- Problem
Of all the lines in the material, count those containing the string "flowers" and write only the resulting number.

══ Records for this task ══

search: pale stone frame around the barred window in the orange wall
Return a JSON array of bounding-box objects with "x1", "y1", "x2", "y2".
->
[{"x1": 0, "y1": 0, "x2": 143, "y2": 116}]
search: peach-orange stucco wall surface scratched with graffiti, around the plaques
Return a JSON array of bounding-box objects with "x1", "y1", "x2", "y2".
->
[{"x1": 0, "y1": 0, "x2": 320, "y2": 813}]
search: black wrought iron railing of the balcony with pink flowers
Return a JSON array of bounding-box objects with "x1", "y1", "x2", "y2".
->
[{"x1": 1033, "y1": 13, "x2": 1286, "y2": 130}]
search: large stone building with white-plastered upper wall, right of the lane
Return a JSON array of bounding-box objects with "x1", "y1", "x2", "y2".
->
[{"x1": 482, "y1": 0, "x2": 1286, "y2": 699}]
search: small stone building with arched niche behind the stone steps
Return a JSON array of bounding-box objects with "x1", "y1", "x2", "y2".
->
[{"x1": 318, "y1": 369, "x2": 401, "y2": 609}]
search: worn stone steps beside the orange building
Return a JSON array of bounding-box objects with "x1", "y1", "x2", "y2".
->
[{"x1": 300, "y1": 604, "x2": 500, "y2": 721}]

═══
══ Records for this task ══

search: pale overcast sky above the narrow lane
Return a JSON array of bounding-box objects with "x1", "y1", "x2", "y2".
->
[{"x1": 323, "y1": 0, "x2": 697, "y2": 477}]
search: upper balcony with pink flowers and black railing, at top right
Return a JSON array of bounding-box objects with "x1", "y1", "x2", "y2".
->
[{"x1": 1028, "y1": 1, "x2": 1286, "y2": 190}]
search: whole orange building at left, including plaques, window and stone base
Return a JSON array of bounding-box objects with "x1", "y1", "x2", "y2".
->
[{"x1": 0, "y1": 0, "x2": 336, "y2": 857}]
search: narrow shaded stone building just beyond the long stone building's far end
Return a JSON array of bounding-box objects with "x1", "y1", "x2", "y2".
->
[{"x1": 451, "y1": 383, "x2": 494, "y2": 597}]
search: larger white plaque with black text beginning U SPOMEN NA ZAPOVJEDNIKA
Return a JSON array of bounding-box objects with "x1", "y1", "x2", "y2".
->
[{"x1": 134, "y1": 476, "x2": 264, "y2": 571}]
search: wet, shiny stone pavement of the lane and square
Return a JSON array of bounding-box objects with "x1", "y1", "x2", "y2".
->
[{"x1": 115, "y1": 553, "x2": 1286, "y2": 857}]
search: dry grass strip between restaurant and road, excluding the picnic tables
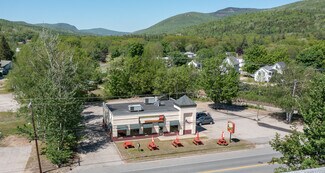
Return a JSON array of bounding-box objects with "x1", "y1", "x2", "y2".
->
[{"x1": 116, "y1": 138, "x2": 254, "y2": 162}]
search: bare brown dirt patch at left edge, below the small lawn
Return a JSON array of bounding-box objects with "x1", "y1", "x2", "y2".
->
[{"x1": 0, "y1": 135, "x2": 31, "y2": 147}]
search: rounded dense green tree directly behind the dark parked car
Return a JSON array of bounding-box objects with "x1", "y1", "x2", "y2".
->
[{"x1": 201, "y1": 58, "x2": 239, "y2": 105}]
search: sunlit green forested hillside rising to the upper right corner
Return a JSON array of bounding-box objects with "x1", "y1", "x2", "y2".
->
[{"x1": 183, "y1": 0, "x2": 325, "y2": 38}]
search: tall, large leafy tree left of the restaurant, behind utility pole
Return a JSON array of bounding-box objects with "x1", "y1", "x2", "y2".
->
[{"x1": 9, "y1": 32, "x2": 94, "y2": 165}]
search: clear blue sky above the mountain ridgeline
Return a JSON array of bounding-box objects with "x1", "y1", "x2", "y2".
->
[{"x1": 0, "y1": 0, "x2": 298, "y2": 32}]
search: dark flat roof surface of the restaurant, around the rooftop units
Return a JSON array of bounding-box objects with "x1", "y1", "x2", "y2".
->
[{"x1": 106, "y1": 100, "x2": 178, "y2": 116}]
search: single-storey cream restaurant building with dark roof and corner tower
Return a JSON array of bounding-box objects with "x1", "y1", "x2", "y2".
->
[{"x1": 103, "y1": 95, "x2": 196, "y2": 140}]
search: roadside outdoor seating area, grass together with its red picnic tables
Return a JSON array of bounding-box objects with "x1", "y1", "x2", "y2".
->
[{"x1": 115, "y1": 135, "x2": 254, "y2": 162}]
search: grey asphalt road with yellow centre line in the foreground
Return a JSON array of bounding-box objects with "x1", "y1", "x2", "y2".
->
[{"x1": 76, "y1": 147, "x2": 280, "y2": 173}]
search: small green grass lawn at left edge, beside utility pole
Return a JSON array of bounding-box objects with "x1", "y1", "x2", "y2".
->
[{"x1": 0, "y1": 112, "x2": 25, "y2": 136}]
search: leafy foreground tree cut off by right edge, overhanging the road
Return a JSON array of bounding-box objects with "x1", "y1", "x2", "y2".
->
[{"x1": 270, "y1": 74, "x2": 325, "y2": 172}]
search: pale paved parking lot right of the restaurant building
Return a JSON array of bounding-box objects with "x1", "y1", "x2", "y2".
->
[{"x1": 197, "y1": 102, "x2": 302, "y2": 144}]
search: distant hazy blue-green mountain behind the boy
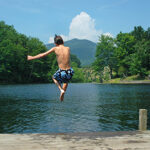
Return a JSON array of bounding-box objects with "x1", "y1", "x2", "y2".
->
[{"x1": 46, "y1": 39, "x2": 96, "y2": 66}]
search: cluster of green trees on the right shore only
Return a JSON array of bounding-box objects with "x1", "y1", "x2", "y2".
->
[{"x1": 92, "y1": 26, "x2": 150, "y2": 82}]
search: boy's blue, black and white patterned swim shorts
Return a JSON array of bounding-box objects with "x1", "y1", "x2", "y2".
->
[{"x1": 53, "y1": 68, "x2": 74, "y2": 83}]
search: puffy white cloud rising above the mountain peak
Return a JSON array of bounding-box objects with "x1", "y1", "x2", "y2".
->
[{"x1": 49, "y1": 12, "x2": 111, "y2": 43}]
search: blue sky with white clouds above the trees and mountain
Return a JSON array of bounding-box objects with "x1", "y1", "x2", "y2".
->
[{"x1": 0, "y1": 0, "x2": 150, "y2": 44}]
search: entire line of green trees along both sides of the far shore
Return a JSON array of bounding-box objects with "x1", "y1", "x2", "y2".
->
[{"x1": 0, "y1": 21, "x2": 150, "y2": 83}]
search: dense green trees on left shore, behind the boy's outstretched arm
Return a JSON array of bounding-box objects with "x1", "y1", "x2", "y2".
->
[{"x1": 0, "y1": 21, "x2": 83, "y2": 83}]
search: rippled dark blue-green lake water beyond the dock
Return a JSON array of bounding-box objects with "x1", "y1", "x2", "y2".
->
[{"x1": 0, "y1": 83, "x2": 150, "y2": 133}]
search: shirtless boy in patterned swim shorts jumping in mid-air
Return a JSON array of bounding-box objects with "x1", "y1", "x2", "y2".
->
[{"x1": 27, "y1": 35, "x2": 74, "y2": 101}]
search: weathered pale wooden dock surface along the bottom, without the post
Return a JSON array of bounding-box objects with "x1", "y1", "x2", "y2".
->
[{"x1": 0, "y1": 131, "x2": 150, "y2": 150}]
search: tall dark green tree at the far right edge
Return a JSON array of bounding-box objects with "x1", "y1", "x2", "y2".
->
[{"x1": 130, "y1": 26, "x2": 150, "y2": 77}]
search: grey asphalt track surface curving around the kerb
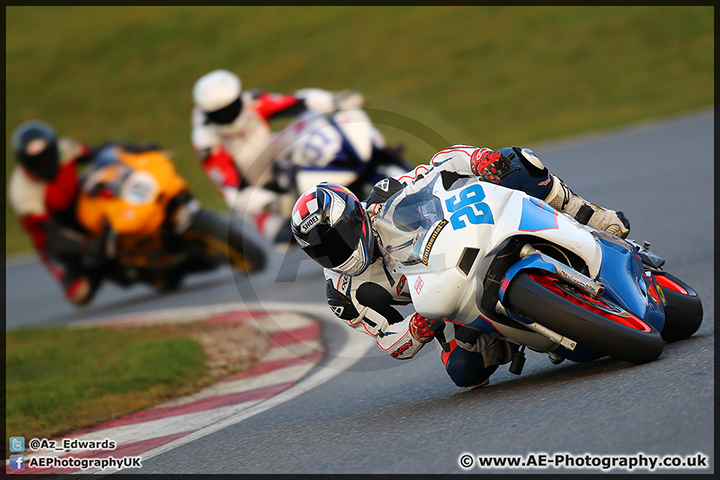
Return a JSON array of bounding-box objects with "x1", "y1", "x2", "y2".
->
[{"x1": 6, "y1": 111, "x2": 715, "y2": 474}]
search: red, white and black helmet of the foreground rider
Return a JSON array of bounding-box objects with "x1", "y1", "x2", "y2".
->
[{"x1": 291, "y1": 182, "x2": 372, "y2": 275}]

═══

- Problem solution
2